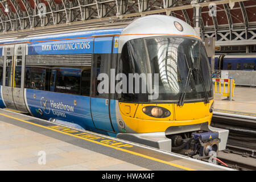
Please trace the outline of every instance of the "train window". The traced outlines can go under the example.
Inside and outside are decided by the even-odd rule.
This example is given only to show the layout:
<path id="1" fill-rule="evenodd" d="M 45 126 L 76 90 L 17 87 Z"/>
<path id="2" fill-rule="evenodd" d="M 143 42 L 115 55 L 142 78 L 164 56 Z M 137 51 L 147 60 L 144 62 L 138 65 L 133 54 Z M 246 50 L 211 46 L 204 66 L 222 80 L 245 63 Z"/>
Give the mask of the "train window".
<path id="1" fill-rule="evenodd" d="M 228 63 L 228 70 L 232 69 L 232 63 Z"/>
<path id="2" fill-rule="evenodd" d="M 144 89 L 147 86 L 146 80 L 143 75 L 141 75 L 148 72 L 146 53 L 146 48 L 142 39 L 131 40 L 123 46 L 120 65 L 118 65 L 121 68 L 118 68 L 117 70 L 118 72 L 121 70 L 121 73 L 125 74 L 127 78 L 127 82 L 133 84 L 127 84 L 126 90 L 122 90 L 122 97 L 120 97 L 121 95 L 118 96 L 120 99 L 129 101 L 148 101 L 148 94 Z M 141 77 L 139 76 L 138 77 L 139 88 L 135 88 L 135 83 L 137 78 L 134 77 L 130 77 L 130 73 L 138 73 L 138 75 L 142 76 Z"/>
<path id="3" fill-rule="evenodd" d="M 3 85 L 3 65 L 0 65 L 0 85 Z"/>
<path id="4" fill-rule="evenodd" d="M 82 72 L 81 79 L 81 94 L 84 96 L 90 95 L 90 68 Z"/>
<path id="5" fill-rule="evenodd" d="M 237 63 L 237 70 L 241 70 L 241 63 Z"/>
<path id="6" fill-rule="evenodd" d="M 55 91 L 79 95 L 80 94 L 80 81 L 81 69 L 69 68 L 57 69 Z"/>
<path id="7" fill-rule="evenodd" d="M 6 57 L 6 68 L 5 72 L 5 86 L 11 86 L 13 56 Z"/>
<path id="8" fill-rule="evenodd" d="M 110 60 L 111 54 L 95 54 L 95 63 L 96 64 L 96 71 L 94 73 L 93 77 L 92 82 L 92 96 L 95 96 L 97 97 L 106 98 L 108 97 L 107 93 L 109 92 L 109 87 L 105 88 L 105 86 L 107 85 L 104 84 L 104 78 L 101 78 L 101 80 L 98 80 L 98 77 L 101 73 L 108 74 L 108 63 Z M 94 64 L 95 64 L 94 63 Z M 102 84 L 100 85 L 100 83 L 102 82 Z M 98 89 L 101 90 L 101 92 L 98 92 Z"/>
<path id="9" fill-rule="evenodd" d="M 15 60 L 15 73 L 14 75 L 14 82 L 13 83 L 13 86 L 16 88 L 20 88 L 22 56 L 17 56 Z"/>
<path id="10" fill-rule="evenodd" d="M 243 69 L 255 70 L 254 63 L 246 63 L 243 64 Z"/>
<path id="11" fill-rule="evenodd" d="M 25 69 L 25 85 L 28 89 L 48 90 L 48 71 L 44 67 L 26 67 Z"/>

□ □ □ □ □

- _Work to be completed_:
Reproduce the stretch from the start of the records through the line containing "228 63 L 228", requests included. Multiply every coordinate in the answer outlines by 1.3 and round to whole numbers, with halves rounded up, but leave the sample layout paths unchanged and omit the pictures.

- _Finished task_:
Please trace the outline of every instance of the "train window". The traced outlines can go under the example.
Inside and outside are decided by the even-odd rule.
This example is given only to show the layout:
<path id="1" fill-rule="evenodd" d="M 45 126 L 76 90 L 17 87 Z"/>
<path id="2" fill-rule="evenodd" d="M 143 42 L 115 55 L 142 78 L 164 56 Z M 137 51 L 147 60 L 144 62 L 138 65 L 133 54 Z M 246 50 L 211 46 L 204 66 L 222 80 L 245 63 Z"/>
Give the mask of the "train window".
<path id="1" fill-rule="evenodd" d="M 296 82 L 296 91 L 302 90 L 302 82 Z"/>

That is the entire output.